#### YOUR INSTRUCTIONS:
Return every line below that contains the string "jacket". Matching is case-sensitive.

··· EXTRACTED INFORMATION

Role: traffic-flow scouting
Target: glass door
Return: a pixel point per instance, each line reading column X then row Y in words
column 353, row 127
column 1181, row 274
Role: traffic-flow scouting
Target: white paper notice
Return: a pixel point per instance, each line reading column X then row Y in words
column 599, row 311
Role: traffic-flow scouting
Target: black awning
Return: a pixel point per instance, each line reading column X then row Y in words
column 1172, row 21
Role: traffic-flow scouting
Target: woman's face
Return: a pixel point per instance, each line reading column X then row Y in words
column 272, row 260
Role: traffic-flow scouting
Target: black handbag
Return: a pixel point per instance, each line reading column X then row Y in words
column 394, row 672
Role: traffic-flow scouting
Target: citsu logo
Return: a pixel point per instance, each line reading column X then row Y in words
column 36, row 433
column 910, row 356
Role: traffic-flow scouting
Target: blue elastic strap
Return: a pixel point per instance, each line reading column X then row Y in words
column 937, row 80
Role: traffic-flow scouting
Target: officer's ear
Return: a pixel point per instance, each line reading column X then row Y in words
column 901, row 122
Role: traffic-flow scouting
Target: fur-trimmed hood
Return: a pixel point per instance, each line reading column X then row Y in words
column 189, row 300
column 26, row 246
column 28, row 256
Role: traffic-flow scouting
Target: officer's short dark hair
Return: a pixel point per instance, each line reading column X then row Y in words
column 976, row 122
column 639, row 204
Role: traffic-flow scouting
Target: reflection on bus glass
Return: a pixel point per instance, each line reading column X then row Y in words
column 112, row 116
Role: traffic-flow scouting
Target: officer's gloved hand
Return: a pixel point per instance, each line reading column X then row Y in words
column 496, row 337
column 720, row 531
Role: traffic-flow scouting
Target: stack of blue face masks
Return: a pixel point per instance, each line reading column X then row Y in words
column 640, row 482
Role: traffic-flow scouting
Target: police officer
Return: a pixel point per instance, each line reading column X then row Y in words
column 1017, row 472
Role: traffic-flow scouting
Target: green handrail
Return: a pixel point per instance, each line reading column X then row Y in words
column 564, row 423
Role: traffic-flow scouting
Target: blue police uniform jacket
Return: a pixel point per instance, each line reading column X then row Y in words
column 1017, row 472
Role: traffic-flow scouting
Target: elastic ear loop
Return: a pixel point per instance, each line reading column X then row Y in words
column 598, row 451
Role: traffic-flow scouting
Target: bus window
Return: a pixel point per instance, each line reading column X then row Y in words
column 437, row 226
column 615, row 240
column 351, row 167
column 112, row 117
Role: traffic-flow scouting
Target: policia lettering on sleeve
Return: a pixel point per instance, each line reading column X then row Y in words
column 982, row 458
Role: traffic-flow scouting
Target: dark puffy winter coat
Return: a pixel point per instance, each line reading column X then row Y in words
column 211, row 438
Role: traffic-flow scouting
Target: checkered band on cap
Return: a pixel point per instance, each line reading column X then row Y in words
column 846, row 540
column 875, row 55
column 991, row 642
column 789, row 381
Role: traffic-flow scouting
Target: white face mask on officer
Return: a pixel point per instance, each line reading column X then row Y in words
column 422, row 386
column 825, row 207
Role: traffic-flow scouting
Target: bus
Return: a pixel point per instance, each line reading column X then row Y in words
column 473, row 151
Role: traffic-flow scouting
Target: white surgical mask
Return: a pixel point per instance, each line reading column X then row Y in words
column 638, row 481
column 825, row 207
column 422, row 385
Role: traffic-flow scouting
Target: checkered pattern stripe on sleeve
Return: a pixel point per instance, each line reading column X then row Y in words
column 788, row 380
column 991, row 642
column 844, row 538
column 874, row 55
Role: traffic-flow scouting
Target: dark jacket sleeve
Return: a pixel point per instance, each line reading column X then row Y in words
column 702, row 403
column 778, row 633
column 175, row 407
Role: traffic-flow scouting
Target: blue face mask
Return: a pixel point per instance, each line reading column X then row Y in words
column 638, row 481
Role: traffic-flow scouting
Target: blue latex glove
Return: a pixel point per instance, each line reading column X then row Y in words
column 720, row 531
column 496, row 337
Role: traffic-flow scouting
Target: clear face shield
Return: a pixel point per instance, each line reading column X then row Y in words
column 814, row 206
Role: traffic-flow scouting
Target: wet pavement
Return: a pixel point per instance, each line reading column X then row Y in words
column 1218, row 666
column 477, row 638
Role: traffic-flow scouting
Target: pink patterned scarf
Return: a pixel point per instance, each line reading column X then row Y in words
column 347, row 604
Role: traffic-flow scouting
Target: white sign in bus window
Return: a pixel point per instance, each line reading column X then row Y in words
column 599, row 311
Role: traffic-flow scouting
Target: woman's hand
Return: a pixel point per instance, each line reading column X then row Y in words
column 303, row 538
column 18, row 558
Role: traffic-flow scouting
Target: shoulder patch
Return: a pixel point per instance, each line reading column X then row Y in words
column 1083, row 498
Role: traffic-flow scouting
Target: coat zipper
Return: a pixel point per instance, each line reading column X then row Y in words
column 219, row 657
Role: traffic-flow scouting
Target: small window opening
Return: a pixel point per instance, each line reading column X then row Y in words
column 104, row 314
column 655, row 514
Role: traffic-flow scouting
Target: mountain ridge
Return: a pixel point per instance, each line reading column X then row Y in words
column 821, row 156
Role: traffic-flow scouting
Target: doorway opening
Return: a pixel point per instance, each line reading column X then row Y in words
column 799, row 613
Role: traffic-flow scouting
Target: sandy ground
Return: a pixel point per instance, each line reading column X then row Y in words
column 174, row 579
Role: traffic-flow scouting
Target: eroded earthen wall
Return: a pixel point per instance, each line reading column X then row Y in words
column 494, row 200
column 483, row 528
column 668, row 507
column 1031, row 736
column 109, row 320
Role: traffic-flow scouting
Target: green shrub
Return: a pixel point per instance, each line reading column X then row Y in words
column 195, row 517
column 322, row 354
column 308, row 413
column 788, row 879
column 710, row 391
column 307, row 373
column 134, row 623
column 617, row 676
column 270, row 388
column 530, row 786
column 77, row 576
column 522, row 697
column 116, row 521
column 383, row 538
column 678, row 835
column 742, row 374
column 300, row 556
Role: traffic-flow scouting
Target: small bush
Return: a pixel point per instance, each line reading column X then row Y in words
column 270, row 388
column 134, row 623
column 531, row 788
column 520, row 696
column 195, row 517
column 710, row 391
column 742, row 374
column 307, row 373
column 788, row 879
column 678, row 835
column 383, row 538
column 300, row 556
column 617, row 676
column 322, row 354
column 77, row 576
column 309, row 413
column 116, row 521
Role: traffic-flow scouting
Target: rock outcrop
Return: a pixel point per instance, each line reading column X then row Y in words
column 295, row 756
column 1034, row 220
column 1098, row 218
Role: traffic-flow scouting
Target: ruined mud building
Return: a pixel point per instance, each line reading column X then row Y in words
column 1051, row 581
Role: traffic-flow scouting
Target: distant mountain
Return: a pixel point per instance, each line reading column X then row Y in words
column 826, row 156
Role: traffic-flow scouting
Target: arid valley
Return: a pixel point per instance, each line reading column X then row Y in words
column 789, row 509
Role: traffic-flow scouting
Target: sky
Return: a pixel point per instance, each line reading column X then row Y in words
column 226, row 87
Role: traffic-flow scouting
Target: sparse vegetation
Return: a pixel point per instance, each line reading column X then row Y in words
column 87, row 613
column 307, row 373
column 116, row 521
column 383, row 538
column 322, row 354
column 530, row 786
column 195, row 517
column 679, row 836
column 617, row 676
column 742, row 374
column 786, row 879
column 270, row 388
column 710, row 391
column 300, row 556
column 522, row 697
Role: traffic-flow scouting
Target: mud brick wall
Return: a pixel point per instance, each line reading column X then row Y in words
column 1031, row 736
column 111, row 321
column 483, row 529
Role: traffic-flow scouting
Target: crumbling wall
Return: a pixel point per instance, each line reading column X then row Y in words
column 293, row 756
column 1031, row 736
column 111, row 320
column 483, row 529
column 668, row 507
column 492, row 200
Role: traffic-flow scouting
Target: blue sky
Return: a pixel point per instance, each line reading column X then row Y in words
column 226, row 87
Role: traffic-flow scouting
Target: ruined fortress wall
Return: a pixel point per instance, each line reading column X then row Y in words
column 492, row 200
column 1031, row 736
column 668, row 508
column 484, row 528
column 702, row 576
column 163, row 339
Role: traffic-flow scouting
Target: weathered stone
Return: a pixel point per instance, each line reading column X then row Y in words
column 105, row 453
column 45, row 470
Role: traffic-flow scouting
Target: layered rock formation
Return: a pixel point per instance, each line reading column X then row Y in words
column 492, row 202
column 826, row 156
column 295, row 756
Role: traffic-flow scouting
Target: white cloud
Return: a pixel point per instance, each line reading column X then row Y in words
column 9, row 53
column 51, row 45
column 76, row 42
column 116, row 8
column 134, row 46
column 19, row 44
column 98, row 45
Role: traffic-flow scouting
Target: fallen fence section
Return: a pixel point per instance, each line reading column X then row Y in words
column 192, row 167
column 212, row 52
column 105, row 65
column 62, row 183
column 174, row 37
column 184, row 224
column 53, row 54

······

#### ANSWER TO THE TASK:
Target: blue police uniform jacket
Target: dark jacket sleeve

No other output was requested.